- Material provided -
Start of Block

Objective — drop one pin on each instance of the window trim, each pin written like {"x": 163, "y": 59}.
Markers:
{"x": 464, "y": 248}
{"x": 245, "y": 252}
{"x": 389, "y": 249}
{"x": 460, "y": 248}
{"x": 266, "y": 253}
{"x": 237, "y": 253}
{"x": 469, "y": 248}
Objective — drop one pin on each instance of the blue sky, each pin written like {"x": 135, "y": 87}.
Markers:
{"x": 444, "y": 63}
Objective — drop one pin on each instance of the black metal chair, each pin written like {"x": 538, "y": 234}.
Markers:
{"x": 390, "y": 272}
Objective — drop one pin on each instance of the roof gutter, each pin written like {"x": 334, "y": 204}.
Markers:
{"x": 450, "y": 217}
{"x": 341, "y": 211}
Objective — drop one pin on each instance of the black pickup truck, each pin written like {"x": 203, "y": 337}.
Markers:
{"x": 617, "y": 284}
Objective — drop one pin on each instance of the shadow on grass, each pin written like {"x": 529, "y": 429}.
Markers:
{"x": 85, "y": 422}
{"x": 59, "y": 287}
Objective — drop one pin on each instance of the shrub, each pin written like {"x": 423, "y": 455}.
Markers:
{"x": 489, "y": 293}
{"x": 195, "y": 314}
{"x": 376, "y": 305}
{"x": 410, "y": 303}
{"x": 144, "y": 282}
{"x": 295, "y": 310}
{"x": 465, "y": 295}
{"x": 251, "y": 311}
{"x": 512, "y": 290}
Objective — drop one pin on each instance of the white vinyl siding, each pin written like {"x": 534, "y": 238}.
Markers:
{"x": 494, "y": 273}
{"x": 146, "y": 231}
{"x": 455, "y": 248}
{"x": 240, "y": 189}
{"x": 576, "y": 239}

End of Block

- What you are asked to do -
Count each line above where the word "written" appears, and answer with nothing except that count.

- Solution below -
8